* **Problem requirements**: Copy every one of the entries below word for word, in the same order.

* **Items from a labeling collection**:
[start]

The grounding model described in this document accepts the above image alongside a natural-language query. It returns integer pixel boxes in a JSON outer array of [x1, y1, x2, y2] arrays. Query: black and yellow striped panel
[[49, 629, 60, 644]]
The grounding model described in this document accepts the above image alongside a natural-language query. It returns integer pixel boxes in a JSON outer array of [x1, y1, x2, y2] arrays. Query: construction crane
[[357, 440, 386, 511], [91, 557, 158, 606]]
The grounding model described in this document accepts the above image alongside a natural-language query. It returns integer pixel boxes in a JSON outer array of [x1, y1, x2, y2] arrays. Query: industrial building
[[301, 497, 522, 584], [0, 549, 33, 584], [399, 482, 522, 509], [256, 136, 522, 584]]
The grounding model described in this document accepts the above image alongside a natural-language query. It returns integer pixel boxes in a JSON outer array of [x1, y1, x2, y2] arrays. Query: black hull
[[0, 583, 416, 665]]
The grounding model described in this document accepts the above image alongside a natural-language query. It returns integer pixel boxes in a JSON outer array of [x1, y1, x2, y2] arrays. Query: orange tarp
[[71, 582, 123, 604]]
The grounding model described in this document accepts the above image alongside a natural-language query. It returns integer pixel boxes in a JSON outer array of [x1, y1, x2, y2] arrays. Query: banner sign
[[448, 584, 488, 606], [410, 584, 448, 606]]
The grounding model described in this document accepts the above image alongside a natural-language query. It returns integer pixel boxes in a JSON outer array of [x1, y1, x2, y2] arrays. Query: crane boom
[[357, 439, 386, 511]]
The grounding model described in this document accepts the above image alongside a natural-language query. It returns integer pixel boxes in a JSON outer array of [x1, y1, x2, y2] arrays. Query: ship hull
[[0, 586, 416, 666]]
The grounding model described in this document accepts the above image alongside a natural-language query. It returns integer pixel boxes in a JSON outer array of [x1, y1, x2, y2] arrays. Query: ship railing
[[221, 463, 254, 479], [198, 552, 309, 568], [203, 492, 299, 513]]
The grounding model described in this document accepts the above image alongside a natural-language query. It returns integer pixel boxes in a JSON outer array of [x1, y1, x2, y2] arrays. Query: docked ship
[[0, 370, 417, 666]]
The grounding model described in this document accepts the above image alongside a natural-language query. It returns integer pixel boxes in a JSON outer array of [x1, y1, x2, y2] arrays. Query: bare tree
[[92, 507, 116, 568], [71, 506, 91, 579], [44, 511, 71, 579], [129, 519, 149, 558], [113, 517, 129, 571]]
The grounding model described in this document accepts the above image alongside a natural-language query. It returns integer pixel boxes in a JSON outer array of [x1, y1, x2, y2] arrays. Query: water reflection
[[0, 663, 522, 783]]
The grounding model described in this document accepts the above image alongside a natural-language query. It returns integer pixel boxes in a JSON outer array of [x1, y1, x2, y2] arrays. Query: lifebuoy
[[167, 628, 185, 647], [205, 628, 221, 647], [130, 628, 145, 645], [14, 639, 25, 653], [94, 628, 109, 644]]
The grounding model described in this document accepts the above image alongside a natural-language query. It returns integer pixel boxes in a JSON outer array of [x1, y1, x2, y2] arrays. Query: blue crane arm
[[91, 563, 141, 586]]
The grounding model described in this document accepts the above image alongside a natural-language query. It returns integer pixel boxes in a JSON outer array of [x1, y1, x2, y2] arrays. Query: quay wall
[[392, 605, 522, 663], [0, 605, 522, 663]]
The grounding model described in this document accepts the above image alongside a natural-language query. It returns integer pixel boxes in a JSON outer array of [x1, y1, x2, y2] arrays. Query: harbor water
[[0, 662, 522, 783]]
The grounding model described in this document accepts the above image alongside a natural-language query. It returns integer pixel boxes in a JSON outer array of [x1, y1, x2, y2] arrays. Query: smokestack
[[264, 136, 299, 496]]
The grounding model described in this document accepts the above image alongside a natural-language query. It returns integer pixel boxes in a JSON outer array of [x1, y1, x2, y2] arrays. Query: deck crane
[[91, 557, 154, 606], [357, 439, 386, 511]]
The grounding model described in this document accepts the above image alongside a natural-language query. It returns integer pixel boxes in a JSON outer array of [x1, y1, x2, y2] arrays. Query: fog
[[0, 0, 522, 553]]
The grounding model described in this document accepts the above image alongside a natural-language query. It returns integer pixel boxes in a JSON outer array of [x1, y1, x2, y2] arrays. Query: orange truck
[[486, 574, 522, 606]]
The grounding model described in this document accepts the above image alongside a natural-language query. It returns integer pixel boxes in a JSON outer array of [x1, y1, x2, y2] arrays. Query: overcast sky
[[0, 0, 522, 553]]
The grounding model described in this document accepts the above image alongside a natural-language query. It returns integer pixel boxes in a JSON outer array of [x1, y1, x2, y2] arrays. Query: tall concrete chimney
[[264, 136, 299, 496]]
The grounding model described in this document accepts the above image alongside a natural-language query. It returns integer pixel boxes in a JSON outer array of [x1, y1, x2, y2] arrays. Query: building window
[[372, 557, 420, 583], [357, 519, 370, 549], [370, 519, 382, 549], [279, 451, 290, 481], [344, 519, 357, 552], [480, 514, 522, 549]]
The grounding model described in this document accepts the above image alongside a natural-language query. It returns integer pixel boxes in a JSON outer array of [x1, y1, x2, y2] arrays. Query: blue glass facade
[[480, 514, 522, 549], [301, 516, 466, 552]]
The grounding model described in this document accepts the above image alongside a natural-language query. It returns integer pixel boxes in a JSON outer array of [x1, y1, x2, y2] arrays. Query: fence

[end]

* **Answer in full**:
The grounding model described in this document accepts the above image alongside a natural-language query. It returns integer pixel boxes in a JSON outer array of [x1, y1, x2, y2] arrays. Query: black and yellow striped panel
[[49, 629, 60, 644]]
The grounding model described in this document accepts the above image alongside a natural-language query. It returns integer pixel boxes in a JSON outer array of [x1, y1, x2, y2] arrays. Query: construction crane
[[357, 440, 386, 511], [91, 557, 158, 606]]
The grounding model described in this document accepts the above image alongside a natural-language query. It returns integer pixel boxes in a JSON outer array of [x1, y1, x2, y2] arrays. Query: industrial building
[[301, 497, 522, 584], [0, 549, 33, 584], [399, 482, 522, 509], [256, 136, 522, 584]]
The grounding model described in this document accepts the above image alongside a natural-language query. It returns integer pixel boxes in a JSON outer array of [x1, y1, x2, y2] arrays. Query: black hull
[[0, 583, 416, 665]]
The grounding model described in this document accepts the above image alongside a natural-language query. It returns integer pixel boxes in a JSON outer array of [x1, y1, x2, y2] arrays. Query: orange tarp
[[71, 582, 123, 604]]
The grounding model described in this document accepts the above image alongside a natural-language query. It returns integer pixel boxes in a JSON outer array of [x1, y1, x2, y2] arrays. Query: banner sign
[[448, 584, 488, 606], [410, 584, 448, 606]]
The grounding model described in this document accepts the above image alongside a natural-language query. It returns integer pixel boxes in a JSON outer array of [x1, y1, x2, y2] arrays. Query: crane boom
[[357, 439, 386, 511]]
The grounding model described in this document accepts the above image alongside a natural-language query. It returns integer pixel boxes in a JSON outer array of [x1, y1, x2, y2] arrays. Query: ship hull
[[0, 586, 416, 666]]
The grounding model described in this document accepts the above image alongside a natural-language query. It returns integer pixel boxes in a JSON outer array of [x1, y1, x2, y2] arrays. Query: ship railing
[[221, 463, 254, 479], [198, 552, 309, 568], [203, 492, 299, 513]]
The grounding model described in this document accepts the above image alongside a natural-language query. It returns integer pixel boxes in a JSON outer array of [x1, y1, x2, y2] arrays. Query: docked ship
[[0, 370, 417, 666]]
The grounding model described in this document accepts the above image alongside a natural-language query. It returns integer pixel boxes in a JSON outer array of [x1, y1, x2, y2] arrays. Query: bare tree
[[92, 507, 116, 568], [71, 506, 91, 579], [44, 511, 71, 579], [129, 519, 149, 558], [113, 517, 129, 571]]
The grounding model described in this document accepts the above image alongside a natural-language query. It returns integer pixel boxes in a JSON outer array of [x1, y1, x2, y2] arrays. Query: water reflection
[[0, 663, 522, 783]]
The grounding model described in this document accepts the above image alongside a natural-language query. It returns integer pixel boxes in a JSON outer array of [x1, y1, x2, y2] arrays. Query: lifebuoy
[[167, 628, 185, 647], [205, 628, 221, 647], [130, 628, 145, 645], [14, 639, 25, 653], [94, 628, 109, 644]]
The grounding model described in this document accepts the above image alongside a natural-language query. It returns integer pixel boxes in a JSON outer array of [x1, y1, x2, y2] arrays. Query: blue crane arm
[[91, 563, 141, 586]]
The grounding model described in this document accepts the above image alongside a natural-language query. It returns integer pixel boxes in a JSON outer array of [x1, y1, x2, y2] arrays. Query: quay wall
[[392, 605, 522, 663], [0, 605, 522, 663]]
The grounding model described in this document accepts the above image alongside a natural-language query. It returns integer pixel boxes in a JSON outer array of [x1, y1, x2, y2] arrays. Query: harbor water
[[0, 662, 522, 783]]
The grounding model described in this document accepts the above image alongside a natural-language query. It returns integer pixel boxes in a JSON outer array of [x1, y1, x2, y2] arrays. Query: smokestack
[[264, 136, 299, 496]]
The grounding model described in this document accepts the above image alongside a natural-language query. It returns integer pixel boxes in a JSON outer array of [x1, y1, x2, y2] arrays. Query: deck crane
[[91, 557, 154, 606], [357, 439, 386, 511]]
The grounding model described in this document accepts the above image alongside a natural-language query. It returns integer pixel boxes in a JSON outer array of [x1, y1, x2, y2] arrays. Query: fog
[[0, 0, 522, 553]]
The grounding model described in this document accepts the above image alongside a natural-language query. It returns integer pixel boxes in a JSON outer array of [x1, y1, x2, y2] arrays. Query: orange truck
[[486, 574, 522, 606]]
The grounding model described in this document accepts the above image alongside a natural-language query. It returns integer pixel boxes in a JSON outer array of [x1, y1, x2, y2] arrays. Query: overcast sky
[[0, 0, 522, 553]]
The grounding model described in this document accepts the above image alongside a natural-language query. It returns integer pixel boxes in a JSON outer array of [x1, y1, x2, y2] arrays. Query: tall concrete chimney
[[264, 136, 299, 496]]
The grounding model described in this document accepts the above image alongside a natural-language query. It returns integer pixel boxes in a JSON outer array of [x1, y1, x2, y2] arrays. Query: building window
[[372, 557, 420, 583], [357, 519, 370, 549], [370, 519, 382, 549], [279, 451, 290, 481], [344, 519, 357, 552], [480, 514, 522, 549]]
The grounding model described in this document accepts the above image alongside a natural-language query. It returns integer pixel boxes in a JSON outer array of [x1, y1, x2, y2] arrays. Query: blue glass facade
[[480, 514, 522, 549], [301, 516, 466, 552]]
The grounding model described in this document accepts the above image alongside a natural-language query. It returns integer pixel boxes in a JSON outer array of [x1, y1, x2, y2] arrays. Query: fence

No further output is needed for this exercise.